• **Prompt 1**: In the excerpt on Canadian supply chain human rights bills, what does Bill C-262 impose on affected companies?
• **Prompt 2**: Continue the excerpt on Canadian supply chain human rights bills from the end of its last sentence.
(Beginning of Excerpt to read)
Bill C-262, sponsored by NDP MP Peter Julian, passed first reading in March. It is a due diligence bill that would impose a ‘duty to avoid’ human rights abuses in supply chains on affected companies, coupled with broad liability ‘for any harm resulting” from a company’s failure to prevent such violations.
Human rights advocates tend to dismiss disclosure laws like S-211 as nothing better than corporate image polishing efforts. “The report-only approach has been a total failure wherever it’s been tried,” says Emily Dwyer, policy director at the Canadian Network on Corporate Accountability. “It hasn’t curbed corporate abuse at all.
“Canada is at a crossroads here. If it settles for something like S-211, it’s just catching up with the failed ideas of 2015.”
Yvon Dandurand, co-author of the International Center for Criminal Law Reform and Criminal Justice Policy report and emeritus professor of criminology at the University of the Fraser Valley, says he opts for a more “cautious” approach. While he thinks supply chain human rights laws should have “real world consequences” for bad actors, he questions whether it’s plausible to come up with “stringent” new requirements for Canadian transnationals – especially now, with so many supply chains in disarray.
“The corporate sector will make representations to government that now is not the time to do that, that anything that further limits supply chains would be a bad idea at this time,” he says.
William Pellerin, international business associate at McMillan LLP, says lawmakers also need to keep in mind what companies know and can know about their overseas supply chains.
(End of Excerpt to read)
(Beginning of Records provided)
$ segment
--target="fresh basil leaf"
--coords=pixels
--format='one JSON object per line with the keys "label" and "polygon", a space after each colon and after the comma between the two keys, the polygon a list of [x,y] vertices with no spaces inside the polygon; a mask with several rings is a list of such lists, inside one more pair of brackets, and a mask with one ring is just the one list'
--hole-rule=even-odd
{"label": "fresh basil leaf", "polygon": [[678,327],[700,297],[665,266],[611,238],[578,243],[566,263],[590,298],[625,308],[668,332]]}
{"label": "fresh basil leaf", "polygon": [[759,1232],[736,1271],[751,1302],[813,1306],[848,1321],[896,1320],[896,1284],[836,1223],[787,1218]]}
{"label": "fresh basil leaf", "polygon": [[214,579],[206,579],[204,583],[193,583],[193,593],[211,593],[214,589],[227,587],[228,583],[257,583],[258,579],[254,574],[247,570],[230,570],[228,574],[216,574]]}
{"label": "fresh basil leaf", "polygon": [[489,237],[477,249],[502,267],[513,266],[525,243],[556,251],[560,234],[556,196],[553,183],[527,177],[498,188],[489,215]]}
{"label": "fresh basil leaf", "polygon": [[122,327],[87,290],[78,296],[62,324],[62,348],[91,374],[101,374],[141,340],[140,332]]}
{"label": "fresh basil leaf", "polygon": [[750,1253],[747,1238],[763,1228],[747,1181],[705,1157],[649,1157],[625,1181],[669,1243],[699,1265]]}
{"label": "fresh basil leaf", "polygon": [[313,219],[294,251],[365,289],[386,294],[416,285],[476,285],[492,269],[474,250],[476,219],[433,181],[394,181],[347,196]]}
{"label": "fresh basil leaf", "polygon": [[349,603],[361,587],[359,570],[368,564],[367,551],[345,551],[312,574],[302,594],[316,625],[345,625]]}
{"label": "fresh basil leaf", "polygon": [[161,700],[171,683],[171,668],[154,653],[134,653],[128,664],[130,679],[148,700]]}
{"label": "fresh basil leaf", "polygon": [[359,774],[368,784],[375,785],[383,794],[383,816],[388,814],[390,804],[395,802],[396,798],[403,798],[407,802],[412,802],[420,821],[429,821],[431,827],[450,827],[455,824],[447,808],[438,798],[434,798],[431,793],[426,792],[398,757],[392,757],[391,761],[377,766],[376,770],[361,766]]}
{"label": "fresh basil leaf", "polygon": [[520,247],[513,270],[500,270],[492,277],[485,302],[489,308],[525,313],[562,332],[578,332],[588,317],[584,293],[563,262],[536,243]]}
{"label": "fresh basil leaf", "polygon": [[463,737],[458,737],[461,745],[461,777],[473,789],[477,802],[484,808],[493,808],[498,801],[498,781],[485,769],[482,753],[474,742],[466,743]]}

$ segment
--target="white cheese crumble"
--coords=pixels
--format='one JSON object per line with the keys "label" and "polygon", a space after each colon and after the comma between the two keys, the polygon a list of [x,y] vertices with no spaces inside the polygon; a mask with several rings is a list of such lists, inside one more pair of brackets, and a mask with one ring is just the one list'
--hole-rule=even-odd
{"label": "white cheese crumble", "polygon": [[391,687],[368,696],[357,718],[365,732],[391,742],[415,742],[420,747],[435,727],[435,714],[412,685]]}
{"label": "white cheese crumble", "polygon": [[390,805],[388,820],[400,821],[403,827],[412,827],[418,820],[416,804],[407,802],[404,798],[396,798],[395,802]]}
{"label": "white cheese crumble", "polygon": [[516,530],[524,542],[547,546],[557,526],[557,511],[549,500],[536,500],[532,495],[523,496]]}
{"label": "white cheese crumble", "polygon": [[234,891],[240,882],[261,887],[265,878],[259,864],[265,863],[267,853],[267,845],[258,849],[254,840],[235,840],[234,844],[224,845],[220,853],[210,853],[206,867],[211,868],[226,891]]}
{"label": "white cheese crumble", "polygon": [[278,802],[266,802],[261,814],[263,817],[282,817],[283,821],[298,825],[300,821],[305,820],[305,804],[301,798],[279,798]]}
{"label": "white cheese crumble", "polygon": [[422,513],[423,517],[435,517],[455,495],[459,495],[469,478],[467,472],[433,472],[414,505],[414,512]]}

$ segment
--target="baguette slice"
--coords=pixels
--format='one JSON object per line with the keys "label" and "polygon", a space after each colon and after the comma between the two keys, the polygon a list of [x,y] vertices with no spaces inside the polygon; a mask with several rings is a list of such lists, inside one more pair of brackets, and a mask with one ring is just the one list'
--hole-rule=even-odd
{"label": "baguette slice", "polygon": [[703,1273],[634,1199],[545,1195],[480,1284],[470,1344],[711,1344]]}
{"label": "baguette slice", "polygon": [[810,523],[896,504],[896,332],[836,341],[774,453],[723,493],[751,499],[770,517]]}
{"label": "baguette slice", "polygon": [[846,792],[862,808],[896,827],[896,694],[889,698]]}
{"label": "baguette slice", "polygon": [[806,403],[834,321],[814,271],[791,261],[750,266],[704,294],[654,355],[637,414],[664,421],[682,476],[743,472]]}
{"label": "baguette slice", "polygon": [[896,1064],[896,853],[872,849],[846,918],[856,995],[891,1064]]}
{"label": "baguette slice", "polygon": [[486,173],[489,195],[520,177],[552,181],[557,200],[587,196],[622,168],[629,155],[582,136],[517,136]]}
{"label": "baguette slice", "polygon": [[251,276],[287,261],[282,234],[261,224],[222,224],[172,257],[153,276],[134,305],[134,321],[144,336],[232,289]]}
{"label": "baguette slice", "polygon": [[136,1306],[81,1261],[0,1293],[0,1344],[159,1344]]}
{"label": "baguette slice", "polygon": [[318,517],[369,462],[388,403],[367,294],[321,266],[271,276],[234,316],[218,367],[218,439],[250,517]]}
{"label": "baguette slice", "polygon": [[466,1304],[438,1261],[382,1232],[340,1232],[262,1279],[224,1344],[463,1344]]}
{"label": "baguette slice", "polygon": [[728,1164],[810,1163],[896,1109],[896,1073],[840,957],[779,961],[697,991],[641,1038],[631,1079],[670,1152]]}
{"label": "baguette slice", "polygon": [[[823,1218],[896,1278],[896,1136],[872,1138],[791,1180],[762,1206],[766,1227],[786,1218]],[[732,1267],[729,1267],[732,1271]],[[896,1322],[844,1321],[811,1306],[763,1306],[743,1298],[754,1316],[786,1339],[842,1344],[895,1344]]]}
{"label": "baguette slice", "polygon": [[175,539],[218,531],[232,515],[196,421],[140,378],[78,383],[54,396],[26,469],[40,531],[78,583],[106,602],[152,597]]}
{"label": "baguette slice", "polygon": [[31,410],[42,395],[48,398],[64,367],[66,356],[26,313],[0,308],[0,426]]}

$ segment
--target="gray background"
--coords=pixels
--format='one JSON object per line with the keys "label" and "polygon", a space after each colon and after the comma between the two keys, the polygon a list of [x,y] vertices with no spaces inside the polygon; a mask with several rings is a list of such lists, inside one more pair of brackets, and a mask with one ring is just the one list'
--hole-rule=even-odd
(End of Records provided)
• **Response box 1**: A "duty to avoid" human rights abuses in supply chains, with broad liability for any harm resulting from a failure to prevent such violations.

• **Response box 2**:
“Even the most conscientious companies are often powerless to cover the whole chain,” he says. “You can hire outside experts to do an audit, but even then there can be gaps. When a product crosses a national border, it’s tracked. But when it moves from one region to another another within a country, it’s not. So you just don’t know.”
Judy Fudge, LIUNA Enrico Henry Mancinelli Professor of Global Labor Issues at McMaster University, says she’s heard this argument before and isn’t convinced.
“If a supplier provides poor quality products at the wrong price, there are penalties,” she says. “But these companies can’t protect workers in their supply chains because those supply chains are too complex?”
Several factors could influence the direction of the federal government. The first is corporate lobbying, particularly from the extractive sector. “It may be more difficult to introduce [a due diligence law] in Canada, where historically corporations seem to have had so much influence,” says Hayli Millar, associate professor of criminology at the University of the Fraser Valley and co-author of the report.
Fudge says another factor could be the role of the NDP, which now has influence over the Trudeau government through its confidence and supply agreement. The party has made it clear through C-262 that it wants to take a much tougher line against corporate bad actors.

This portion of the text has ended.